▶ **ABOUT THIS EXERCISE**
The first line of the entries through the line bearing "[[66, 156], [15, 277], [173, 144], [15, 207]]": copy these lines exactly and return nothing else.

(Point-per-instance localization data)
####################

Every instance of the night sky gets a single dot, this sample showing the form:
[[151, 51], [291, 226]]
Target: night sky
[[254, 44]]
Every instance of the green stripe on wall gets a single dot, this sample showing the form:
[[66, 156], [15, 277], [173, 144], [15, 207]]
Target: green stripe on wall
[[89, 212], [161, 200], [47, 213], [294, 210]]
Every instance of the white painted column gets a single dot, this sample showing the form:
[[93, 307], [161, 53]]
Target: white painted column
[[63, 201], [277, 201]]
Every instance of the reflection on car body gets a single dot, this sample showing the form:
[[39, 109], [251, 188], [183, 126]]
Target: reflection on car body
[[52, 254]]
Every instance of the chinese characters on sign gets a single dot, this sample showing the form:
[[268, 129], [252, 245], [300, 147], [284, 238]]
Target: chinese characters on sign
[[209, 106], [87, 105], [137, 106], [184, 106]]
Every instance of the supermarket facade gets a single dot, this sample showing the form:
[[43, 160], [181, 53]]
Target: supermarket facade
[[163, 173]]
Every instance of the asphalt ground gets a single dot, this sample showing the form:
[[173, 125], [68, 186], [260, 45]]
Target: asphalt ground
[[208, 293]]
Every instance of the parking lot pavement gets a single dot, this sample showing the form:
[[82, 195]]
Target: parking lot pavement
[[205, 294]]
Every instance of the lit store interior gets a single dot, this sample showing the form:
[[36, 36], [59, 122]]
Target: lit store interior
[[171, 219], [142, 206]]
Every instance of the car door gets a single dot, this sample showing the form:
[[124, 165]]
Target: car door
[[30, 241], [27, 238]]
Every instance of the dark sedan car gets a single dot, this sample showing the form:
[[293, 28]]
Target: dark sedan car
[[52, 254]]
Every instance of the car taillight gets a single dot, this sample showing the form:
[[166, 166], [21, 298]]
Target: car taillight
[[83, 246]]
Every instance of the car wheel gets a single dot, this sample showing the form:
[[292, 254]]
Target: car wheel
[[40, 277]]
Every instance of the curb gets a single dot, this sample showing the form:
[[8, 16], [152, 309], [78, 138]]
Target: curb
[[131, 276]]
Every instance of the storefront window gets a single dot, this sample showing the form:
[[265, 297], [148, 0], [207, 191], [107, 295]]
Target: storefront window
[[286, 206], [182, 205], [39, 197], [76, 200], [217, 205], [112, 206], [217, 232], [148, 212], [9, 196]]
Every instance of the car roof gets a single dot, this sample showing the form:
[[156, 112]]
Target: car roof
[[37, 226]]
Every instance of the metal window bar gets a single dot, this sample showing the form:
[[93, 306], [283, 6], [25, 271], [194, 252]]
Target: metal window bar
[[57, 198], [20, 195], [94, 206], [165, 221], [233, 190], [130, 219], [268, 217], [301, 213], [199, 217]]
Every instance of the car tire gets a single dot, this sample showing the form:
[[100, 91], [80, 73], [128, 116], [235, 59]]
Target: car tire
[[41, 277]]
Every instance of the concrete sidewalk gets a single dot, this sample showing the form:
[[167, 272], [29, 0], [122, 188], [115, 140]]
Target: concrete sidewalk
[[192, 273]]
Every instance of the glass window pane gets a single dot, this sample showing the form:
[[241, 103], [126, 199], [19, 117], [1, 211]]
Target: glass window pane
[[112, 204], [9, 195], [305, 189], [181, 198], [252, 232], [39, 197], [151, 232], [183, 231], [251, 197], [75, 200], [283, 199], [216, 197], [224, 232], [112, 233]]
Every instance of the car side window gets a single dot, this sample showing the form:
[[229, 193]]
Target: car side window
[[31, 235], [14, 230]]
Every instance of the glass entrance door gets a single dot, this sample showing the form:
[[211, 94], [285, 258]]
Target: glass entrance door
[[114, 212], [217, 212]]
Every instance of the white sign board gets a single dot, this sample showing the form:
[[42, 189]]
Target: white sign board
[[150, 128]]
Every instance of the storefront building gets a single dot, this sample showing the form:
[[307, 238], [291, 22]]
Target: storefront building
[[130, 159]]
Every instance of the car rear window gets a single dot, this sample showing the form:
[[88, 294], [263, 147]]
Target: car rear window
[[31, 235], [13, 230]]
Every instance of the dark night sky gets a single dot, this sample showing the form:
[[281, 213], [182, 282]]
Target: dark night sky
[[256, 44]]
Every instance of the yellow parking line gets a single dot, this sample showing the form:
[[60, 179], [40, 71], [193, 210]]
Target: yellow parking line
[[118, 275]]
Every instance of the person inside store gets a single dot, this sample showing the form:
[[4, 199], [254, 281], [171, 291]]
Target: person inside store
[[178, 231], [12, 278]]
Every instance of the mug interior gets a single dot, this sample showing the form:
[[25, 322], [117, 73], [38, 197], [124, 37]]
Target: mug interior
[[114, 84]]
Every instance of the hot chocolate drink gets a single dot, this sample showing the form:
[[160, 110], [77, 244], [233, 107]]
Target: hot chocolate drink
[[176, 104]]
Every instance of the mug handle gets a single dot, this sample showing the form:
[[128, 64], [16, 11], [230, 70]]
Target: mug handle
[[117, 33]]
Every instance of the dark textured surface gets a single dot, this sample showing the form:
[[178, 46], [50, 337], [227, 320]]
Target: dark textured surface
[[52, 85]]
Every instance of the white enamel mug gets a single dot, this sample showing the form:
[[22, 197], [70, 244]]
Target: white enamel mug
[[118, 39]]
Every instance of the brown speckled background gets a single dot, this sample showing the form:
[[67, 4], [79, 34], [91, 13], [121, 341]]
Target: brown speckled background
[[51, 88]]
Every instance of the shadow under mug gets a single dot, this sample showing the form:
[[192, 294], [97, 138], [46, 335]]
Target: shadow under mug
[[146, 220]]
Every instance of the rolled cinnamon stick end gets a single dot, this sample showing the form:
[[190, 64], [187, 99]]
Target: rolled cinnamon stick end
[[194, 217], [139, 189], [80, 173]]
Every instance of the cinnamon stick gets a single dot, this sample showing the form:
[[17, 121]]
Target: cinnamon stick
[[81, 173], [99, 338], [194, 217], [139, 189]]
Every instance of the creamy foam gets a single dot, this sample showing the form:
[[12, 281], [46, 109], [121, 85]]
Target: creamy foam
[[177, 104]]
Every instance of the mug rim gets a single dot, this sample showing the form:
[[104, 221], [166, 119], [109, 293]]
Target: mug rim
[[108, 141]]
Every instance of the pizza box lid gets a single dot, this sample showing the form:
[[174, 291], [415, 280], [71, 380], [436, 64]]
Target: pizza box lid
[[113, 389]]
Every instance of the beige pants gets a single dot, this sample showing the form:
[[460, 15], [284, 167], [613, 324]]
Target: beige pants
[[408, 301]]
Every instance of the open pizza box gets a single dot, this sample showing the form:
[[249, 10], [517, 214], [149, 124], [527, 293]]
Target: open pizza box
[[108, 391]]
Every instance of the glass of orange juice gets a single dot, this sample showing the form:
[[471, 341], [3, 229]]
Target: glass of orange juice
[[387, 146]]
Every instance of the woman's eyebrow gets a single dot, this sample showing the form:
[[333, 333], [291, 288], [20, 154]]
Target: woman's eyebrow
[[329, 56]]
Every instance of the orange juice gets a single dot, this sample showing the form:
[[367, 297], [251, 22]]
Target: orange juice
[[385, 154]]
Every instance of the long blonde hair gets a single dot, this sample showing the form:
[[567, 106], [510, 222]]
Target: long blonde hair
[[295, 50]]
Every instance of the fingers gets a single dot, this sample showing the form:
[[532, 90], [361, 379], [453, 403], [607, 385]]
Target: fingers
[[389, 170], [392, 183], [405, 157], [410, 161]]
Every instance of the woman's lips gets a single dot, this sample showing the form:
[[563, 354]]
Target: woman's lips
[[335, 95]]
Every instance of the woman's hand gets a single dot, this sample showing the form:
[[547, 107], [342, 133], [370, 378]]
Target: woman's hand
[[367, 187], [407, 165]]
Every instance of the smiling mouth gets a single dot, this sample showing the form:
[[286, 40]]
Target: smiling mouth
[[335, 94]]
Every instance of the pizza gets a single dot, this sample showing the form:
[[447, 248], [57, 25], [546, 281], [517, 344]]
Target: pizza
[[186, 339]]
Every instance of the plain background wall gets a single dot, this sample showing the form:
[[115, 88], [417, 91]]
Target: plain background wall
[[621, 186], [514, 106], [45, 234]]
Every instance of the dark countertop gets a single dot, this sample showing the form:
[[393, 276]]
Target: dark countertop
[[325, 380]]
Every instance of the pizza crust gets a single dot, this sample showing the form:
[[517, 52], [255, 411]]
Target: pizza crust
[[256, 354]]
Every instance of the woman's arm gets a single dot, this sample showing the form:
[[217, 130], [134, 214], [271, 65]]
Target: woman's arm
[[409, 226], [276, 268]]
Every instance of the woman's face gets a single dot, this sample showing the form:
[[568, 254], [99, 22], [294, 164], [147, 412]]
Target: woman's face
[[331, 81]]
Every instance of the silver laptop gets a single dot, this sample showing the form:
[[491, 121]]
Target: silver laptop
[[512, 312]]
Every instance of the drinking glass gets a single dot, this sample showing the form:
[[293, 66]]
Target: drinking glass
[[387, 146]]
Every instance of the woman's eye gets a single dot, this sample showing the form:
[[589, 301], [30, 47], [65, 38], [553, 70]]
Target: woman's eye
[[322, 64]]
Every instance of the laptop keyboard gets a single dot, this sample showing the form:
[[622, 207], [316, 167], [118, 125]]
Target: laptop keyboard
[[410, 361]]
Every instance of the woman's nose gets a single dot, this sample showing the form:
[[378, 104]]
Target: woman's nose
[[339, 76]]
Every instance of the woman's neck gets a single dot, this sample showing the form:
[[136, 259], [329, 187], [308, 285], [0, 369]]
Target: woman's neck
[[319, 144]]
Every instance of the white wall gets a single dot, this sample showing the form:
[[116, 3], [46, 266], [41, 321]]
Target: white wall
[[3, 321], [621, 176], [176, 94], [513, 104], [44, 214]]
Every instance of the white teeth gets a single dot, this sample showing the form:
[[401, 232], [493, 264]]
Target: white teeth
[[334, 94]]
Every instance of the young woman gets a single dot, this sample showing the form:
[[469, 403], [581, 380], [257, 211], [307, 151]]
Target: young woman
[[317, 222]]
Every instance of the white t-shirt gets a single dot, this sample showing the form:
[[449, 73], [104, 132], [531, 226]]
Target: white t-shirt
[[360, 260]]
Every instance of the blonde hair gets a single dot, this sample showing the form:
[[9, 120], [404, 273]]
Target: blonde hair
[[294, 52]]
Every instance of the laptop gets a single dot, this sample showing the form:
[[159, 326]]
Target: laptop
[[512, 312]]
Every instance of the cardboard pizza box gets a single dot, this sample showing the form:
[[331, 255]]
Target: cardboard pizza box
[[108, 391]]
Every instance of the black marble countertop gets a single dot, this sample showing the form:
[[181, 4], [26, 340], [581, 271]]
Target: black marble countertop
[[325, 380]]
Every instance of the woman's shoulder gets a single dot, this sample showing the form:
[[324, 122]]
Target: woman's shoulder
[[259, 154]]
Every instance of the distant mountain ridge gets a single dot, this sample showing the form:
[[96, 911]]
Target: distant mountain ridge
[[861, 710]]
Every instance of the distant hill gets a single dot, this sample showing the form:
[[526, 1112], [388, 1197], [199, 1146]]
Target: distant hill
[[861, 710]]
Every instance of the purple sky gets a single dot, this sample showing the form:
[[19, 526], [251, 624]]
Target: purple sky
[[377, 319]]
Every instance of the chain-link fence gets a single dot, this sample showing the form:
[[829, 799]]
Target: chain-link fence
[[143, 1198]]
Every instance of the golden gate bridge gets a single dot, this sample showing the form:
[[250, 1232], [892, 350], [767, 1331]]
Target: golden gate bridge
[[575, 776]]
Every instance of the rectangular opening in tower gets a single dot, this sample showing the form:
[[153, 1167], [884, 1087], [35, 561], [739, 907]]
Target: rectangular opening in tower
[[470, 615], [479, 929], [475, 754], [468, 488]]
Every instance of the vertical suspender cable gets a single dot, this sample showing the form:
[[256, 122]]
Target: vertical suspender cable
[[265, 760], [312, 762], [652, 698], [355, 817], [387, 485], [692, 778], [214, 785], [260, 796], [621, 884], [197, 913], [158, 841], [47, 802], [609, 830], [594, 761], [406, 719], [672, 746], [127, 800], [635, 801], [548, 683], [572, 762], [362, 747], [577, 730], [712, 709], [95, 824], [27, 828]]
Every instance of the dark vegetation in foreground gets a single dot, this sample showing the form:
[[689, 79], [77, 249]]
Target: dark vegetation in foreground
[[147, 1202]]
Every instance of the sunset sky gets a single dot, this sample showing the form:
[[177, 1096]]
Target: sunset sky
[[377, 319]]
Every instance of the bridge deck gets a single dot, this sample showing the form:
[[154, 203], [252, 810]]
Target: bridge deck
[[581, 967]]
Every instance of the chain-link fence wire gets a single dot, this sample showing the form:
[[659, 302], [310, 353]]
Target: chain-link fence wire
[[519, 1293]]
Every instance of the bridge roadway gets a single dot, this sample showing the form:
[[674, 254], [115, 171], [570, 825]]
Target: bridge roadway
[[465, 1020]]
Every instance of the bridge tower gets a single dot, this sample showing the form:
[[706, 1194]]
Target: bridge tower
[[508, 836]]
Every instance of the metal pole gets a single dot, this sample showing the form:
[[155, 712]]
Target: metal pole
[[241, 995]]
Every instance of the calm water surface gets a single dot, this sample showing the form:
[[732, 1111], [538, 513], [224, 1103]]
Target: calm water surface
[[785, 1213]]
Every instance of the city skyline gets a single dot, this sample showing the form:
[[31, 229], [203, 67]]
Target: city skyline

####################

▶ **COMPLETED EXERCISE**
Every instance of the night sky gets a single dot, this sample showing the form:
[[151, 51], [291, 226]]
Target: night sky
[[254, 44]]
Every instance of the green stripe on wall gets a single dot, this sample showing the form:
[[66, 156], [15, 277], [173, 144], [15, 207]]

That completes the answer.